*** Extract provided Section Begins ***

Specification and Apportionment of TAC Amounts

    The Council recommended proposed 2018 and 2019 TACs that are equal 
to proposed ABCs for all species and species groups, with the exception 
of the Western, Central, and West Yakutat pollock ABC, Pacific cod, 
shallow-water flatfish in the Western GOA, arrowtooth flounder, 
flathead sole in the Western and Central GOA, ``other rockfish'' in 
Southeast Outside (SEO) District, and Atka mackerel. The combined 
Western, Central, and West Yakutat pollock TAC is set to account for 
the State of Alaska's (State) guideline harvest levels (GHLs) for the 
State water pollock fishery. Similarly, the Pacific cod TACs are 
reduced from ABC levels to account for the State's GHLs for Pacific cod 
so that the ABCs are not exceeded. The shallow-water flatfish, 
arrowtooth flounder, and flathead sole TACs are set to allow for 
increased harvest opportunities for these target species while 
conserving the halibut PSC limit for use in other fisheries. The 
``other rockfish'' TAC is set to reduce the potential amount of 
discards of the species in that complex. The Atka mackerel TAC is set 
to accommodate incidental catch amounts in other fisheries. These 
reductions are described below.

*** Extract provided Section Ends ***
*** Record set Section Begins ***

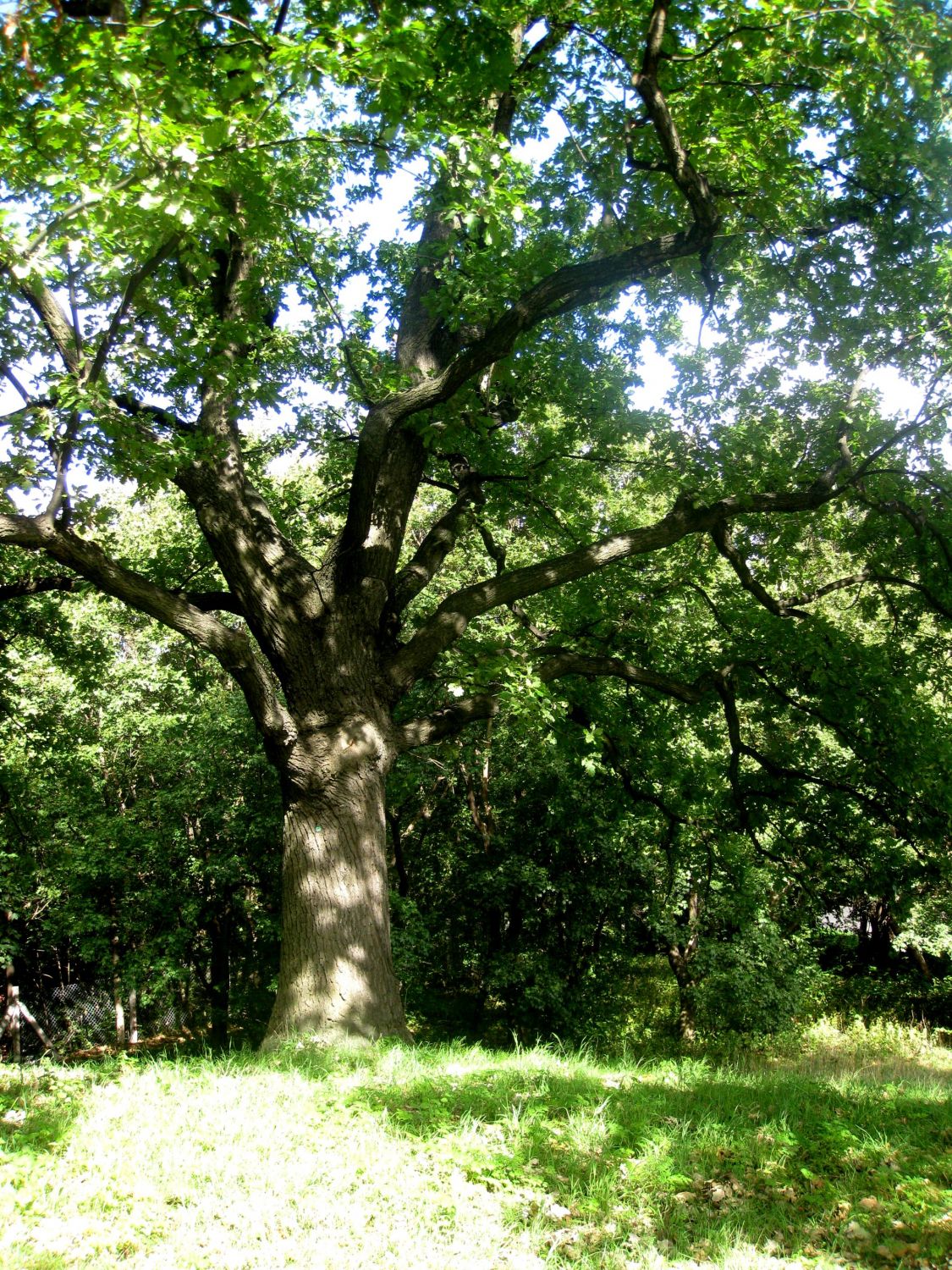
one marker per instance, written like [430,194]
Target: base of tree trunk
[337,977]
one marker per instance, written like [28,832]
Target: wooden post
[13,1013]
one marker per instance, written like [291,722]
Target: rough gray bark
[337,975]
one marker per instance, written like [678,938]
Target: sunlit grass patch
[457,1156]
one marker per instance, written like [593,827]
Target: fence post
[13,1013]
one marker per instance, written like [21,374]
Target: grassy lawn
[462,1157]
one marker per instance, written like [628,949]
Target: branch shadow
[697,1166]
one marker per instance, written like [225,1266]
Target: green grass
[838,1153]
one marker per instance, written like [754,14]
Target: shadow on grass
[38,1105]
[697,1161]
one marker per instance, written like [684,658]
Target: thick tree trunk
[337,975]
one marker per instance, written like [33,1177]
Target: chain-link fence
[81,1016]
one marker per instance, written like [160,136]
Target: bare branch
[135,281]
[454,615]
[25,587]
[890,579]
[724,543]
[233,649]
[429,556]
[51,314]
[9,375]
[565,662]
[446,723]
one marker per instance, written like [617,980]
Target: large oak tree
[180,257]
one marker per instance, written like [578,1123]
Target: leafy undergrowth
[434,1157]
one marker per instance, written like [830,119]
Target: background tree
[136,814]
[174,178]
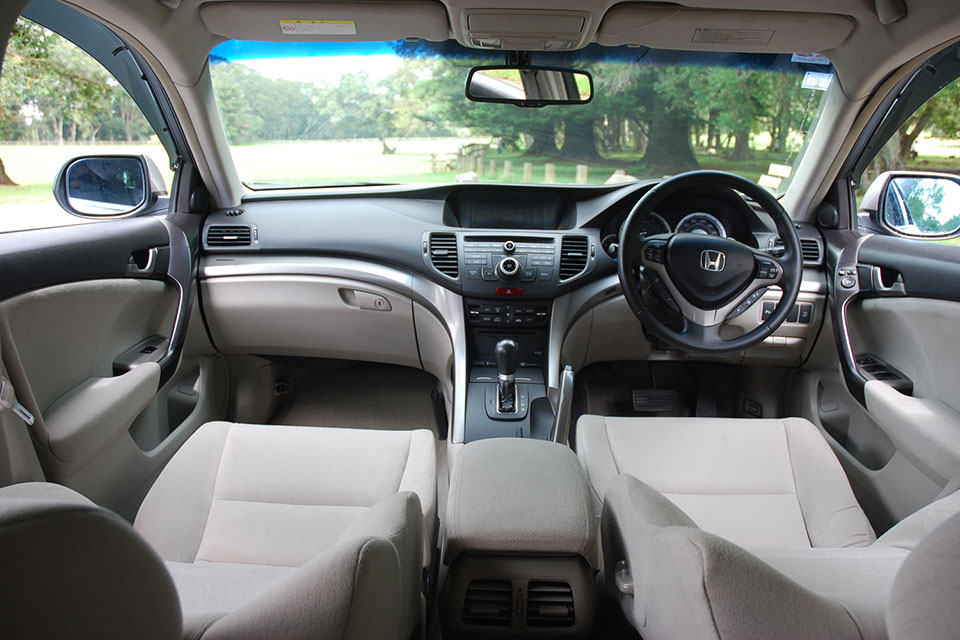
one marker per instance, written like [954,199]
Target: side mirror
[529,86]
[108,186]
[915,204]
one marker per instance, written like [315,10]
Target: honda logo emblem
[712,260]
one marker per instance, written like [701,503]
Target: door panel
[103,432]
[892,415]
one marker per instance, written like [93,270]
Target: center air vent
[443,253]
[488,603]
[550,604]
[573,256]
[228,236]
[810,248]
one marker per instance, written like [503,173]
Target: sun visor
[313,21]
[664,26]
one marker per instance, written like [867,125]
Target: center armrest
[510,495]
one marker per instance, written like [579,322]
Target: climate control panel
[525,265]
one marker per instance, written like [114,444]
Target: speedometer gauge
[702,223]
[652,225]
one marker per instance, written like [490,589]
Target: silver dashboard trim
[443,303]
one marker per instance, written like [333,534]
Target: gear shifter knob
[506,354]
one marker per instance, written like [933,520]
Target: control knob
[508,268]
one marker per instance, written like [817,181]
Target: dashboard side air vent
[443,254]
[573,256]
[487,602]
[550,604]
[810,248]
[224,235]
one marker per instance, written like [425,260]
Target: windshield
[301,114]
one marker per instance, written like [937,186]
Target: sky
[325,70]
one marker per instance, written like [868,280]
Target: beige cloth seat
[757,483]
[675,580]
[716,528]
[272,531]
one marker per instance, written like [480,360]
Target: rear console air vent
[487,603]
[810,248]
[443,254]
[222,235]
[573,256]
[550,604]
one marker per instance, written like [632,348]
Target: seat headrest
[72,568]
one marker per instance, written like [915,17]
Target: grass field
[34,167]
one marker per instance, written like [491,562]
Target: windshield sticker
[809,58]
[770,182]
[817,81]
[780,170]
[318,27]
[758,37]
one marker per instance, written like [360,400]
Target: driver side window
[912,186]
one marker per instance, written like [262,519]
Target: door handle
[142,262]
[881,289]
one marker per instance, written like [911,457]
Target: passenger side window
[912,186]
[57,103]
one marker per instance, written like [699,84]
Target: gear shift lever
[506,355]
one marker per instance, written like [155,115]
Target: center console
[519,548]
[508,285]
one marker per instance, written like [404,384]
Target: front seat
[267,531]
[674,580]
[757,483]
[740,529]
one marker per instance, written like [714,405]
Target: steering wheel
[700,281]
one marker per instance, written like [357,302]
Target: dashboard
[559,237]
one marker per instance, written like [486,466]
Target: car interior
[689,405]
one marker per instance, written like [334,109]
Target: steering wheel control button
[688,257]
[767,269]
[654,252]
[768,309]
[509,268]
[746,304]
[663,293]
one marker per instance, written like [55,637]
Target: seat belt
[8,401]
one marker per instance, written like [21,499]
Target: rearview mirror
[920,205]
[529,86]
[108,186]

*** Record set Section Ends ***

[Work to be completed]:
Write the next part of the text on specifying and apportioning TAC amounts, starting after its last sentence. The listing has no connection to the text on TAC amounts.

[Response]:
    The proposed 2018 and 2019 Pacific cod TACs are set to accommodate 
the State's GHLs for Pacific cod in State waters in the Western and 
Central Regulatory Areas, as well as in Prince William Sound (PWS). The 
Plan Team, SSC, AP, and Council recommended that the sum of all State 
and Federal water Pacific cod removals from the GOA not exceed ABC 
recommendations. Therefore, the proposed 2018 and 2019 Pacific cod TACs 
are less than the proposed ABCs by the following amounts: (1) Western 
GOA, 6,770 mt; (2) Central GOA, 6,868 mt; and (3) Eastern GOA, 1,224 
mt. These amounts reflect the sum of the State's 2018 and 2019 GHLs in 
these areas, which are 30 percent of the Western GOA proposed ABC, and 
25 percent of the Eastern and Central GOA proposed ABCs.
    The ABC for the pollock stock in the combined Western, Central, and 
West Yakutat Regulatory Areas (W/C/WYK) includes the amount for the GHL 
established by the State for the PWS pollock fishery. The Plan Team, 
SSC, AP, and Council recommended that the sum of all State and Federal 
water pollock removals from the GOA not exceed ABC recommendations. For 
2018

[[Page 57927]]

and 2019, the SSC recommended and the Council approved the W/C/WYK 
pollock ABC, including the amount to account for the State's PWS GHL. 
At the November 2016 Plan Team meeting, State fisheries managers 
recommended setting the PWS GHL at 2.5 percent of the annual W/C/WYK 
pollock ABC. For 2018, this yields a PWS pollock GHL of 3,937 mt, a 
decrease from the 2017 PWS GHL of 5,094 mt. After accounting for PWS 
GHL, the 2018 and 2019 pollock ABC for the combined W/C/WYK areas is 
then apportioned between four statistical areas (Areas 610, 620, 630, 
and 640) as both ABCs and TACs, as described below and detailed in 
Table 1. The total ABCs and TACs for the four statistical areas, plus 
the State GHL, do not exceed the combined W/C/WYK ABC. The proposed W/
C/WYK 2018 and 2019 pollock ABC is 157,496 mt, and the proposed TAC is 
153,559 mt.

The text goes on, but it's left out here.